■ AIM 1 ■
Transcribe the passage on collecting the fields between START-OF-FIELDS and END-OF-FIELDS below in full, word for word.

■ READING PASSAGE ■
** Start **

The file has all sorts in it, but the list of fields is handily contained between START-OF-FIELDS and END-OF-FIELDS, so I have used the same logic as before to only process the rows in the middle of those.
bool passedSOF;
bool passedEOF;
List<string> fieldlist = new List<string>();
public override void PostExecute()
{
base.PostExecute();
OutputBuffer.AddRow();
OutputBuffer.field1=fieldlist[0];
OutputBuffer.field2=fieldlist[1];
}
public override void Input_ProcessInputRow(InputBuffer Row)
{
if (Row.RawData.Contains("END-OF-FIELDS"))
{
passedEOF = true;
OutputBuffer.SetEndOfRowset();
}
if (passedSOF && !passedEOF)
{
fieldlist.Add(Row.RawData);
}
if(Row.RawData.Contains("START-OF-FIELDS"))

** End **

■ THE INPUT ■
** Start **

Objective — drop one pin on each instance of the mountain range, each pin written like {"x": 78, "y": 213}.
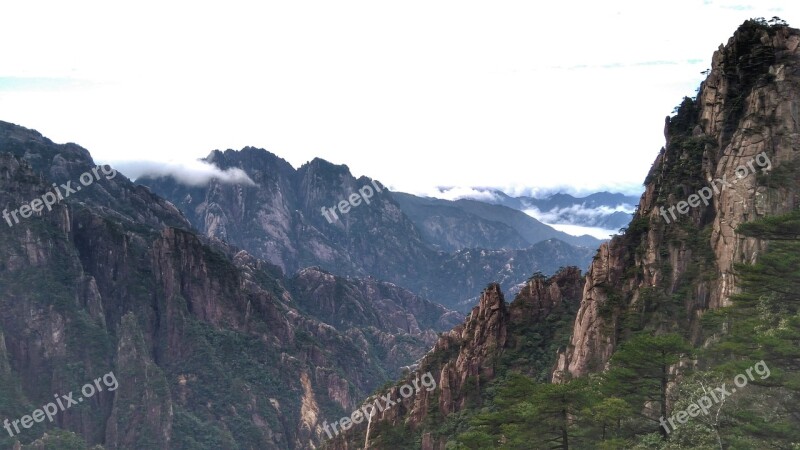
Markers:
{"x": 237, "y": 314}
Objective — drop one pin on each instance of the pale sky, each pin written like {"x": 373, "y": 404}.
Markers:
{"x": 516, "y": 95}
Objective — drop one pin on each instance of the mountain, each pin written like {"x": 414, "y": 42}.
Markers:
{"x": 209, "y": 346}
{"x": 603, "y": 210}
{"x": 456, "y": 225}
{"x": 696, "y": 299}
{"x": 286, "y": 217}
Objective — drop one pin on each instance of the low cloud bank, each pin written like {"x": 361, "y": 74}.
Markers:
{"x": 191, "y": 173}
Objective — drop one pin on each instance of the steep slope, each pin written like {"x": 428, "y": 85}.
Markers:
{"x": 449, "y": 225}
{"x": 496, "y": 338}
{"x": 210, "y": 346}
{"x": 643, "y": 302}
{"x": 284, "y": 219}
{"x": 662, "y": 274}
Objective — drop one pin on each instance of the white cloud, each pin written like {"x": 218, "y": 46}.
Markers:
{"x": 192, "y": 173}
{"x": 579, "y": 230}
{"x": 516, "y": 94}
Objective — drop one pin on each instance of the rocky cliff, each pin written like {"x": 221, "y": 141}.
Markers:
{"x": 737, "y": 144}
{"x": 212, "y": 347}
{"x": 280, "y": 219}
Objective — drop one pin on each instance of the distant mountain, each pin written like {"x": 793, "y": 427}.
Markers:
{"x": 605, "y": 210}
{"x": 211, "y": 347}
{"x": 456, "y": 225}
{"x": 286, "y": 218}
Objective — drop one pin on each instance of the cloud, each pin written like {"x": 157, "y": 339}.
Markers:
{"x": 192, "y": 173}
{"x": 459, "y": 192}
{"x": 578, "y": 230}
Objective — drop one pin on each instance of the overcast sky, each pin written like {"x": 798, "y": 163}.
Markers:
{"x": 517, "y": 95}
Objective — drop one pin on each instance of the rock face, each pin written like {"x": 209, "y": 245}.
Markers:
{"x": 280, "y": 220}
{"x": 743, "y": 128}
{"x": 212, "y": 347}
{"x": 467, "y": 358}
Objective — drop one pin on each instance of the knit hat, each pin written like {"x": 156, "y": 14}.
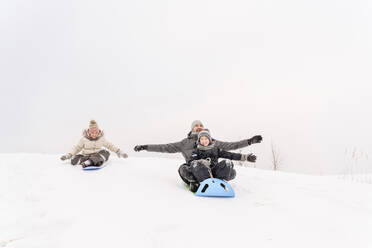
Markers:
{"x": 194, "y": 123}
{"x": 205, "y": 133}
{"x": 93, "y": 124}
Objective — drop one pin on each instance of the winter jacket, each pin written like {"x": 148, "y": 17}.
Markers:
{"x": 213, "y": 153}
{"x": 88, "y": 145}
{"x": 187, "y": 145}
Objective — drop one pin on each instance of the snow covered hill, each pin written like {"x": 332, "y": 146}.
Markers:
{"x": 141, "y": 202}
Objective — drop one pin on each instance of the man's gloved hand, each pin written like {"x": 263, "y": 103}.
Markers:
{"x": 67, "y": 156}
{"x": 205, "y": 162}
{"x": 140, "y": 148}
{"x": 255, "y": 139}
{"x": 249, "y": 157}
{"x": 122, "y": 154}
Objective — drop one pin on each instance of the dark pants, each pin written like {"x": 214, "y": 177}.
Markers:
{"x": 185, "y": 173}
{"x": 97, "y": 159}
{"x": 222, "y": 170}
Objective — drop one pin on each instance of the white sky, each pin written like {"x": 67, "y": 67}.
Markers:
{"x": 297, "y": 72}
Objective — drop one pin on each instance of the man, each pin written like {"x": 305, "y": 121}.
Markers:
{"x": 187, "y": 145}
{"x": 91, "y": 146}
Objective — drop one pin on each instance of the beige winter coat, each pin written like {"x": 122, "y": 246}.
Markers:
{"x": 89, "y": 146}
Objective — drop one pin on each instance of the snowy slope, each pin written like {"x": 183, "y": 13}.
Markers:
{"x": 141, "y": 202}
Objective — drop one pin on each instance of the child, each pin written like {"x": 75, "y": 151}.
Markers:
{"x": 91, "y": 144}
{"x": 204, "y": 160}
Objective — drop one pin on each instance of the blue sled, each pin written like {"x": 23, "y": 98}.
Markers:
{"x": 213, "y": 187}
{"x": 92, "y": 168}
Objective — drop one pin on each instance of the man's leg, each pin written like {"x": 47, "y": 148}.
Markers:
{"x": 224, "y": 170}
{"x": 186, "y": 174}
{"x": 199, "y": 170}
{"x": 99, "y": 158}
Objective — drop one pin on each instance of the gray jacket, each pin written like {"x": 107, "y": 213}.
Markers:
{"x": 187, "y": 145}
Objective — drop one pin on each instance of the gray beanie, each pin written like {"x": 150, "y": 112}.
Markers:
{"x": 194, "y": 123}
{"x": 205, "y": 133}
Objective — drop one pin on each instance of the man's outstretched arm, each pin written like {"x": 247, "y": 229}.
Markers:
{"x": 227, "y": 146}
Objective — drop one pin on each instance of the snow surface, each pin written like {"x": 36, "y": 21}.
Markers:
{"x": 141, "y": 202}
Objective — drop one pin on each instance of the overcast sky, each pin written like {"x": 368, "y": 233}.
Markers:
{"x": 296, "y": 72}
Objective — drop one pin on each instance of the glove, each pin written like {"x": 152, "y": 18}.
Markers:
{"x": 205, "y": 162}
{"x": 140, "y": 148}
{"x": 249, "y": 157}
{"x": 121, "y": 154}
{"x": 255, "y": 139}
{"x": 67, "y": 156}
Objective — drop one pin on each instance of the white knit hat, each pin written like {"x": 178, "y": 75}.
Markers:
{"x": 194, "y": 123}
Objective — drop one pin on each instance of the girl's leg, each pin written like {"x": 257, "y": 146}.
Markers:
{"x": 199, "y": 170}
{"x": 224, "y": 170}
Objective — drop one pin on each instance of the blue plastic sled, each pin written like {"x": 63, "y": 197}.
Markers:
{"x": 213, "y": 187}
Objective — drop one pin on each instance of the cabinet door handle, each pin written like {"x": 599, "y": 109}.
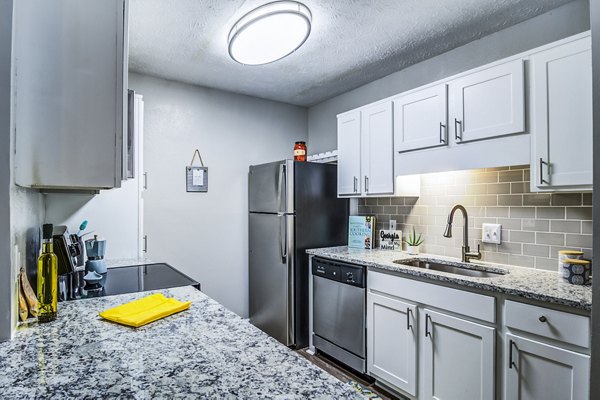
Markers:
{"x": 542, "y": 180}
{"x": 442, "y": 136}
{"x": 510, "y": 361}
{"x": 457, "y": 123}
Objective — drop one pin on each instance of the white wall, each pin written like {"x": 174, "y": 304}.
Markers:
{"x": 205, "y": 235}
{"x": 559, "y": 23}
{"x": 5, "y": 261}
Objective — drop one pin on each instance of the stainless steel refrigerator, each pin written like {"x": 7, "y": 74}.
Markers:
{"x": 293, "y": 206}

** End **

■ AIM 2 ■
Pull out every line in the rows above that contains the string "sled"; case counts.

■ WRITTEN REPLY 1 ■
The file has all sorts in it, but the list of fields is handily contained between START-OF-FIELDS and END-OF-FIELDS, so I have used the same logic as before to only process the rows in the middle of those.
bool passedSOF;
bool passedEOF;
List<string> fieldlist = new List<string>();
public override void PostExecute()
{
base.PostExecute();
OutputBuffer.AddRow();
OutputBuffer.field1=fieldlist[0];
OutputBuffer.field2=fieldlist[1];
}
public override void Input_ProcessInputRow(InputBuffer Row)
{
if (Row.RawData.Contains("END-OF-FIELDS"))
{
passedEOF = true;
OutputBuffer.SetEndOfRowset();
}
if (passedSOF && !passedEOF)
{
fieldlist.Add(Row.RawData);
}
if(Row.RawData.Contains("START-OF-FIELDS"))

■ WRITTEN REPLY 2 ■
Objective — drop one pin on each instance of the blue sled, each pin written like {"x": 23, "y": 98}.
Objective — drop one pin on each instance of the blue plastic sled, each pin written like {"x": 63, "y": 197}.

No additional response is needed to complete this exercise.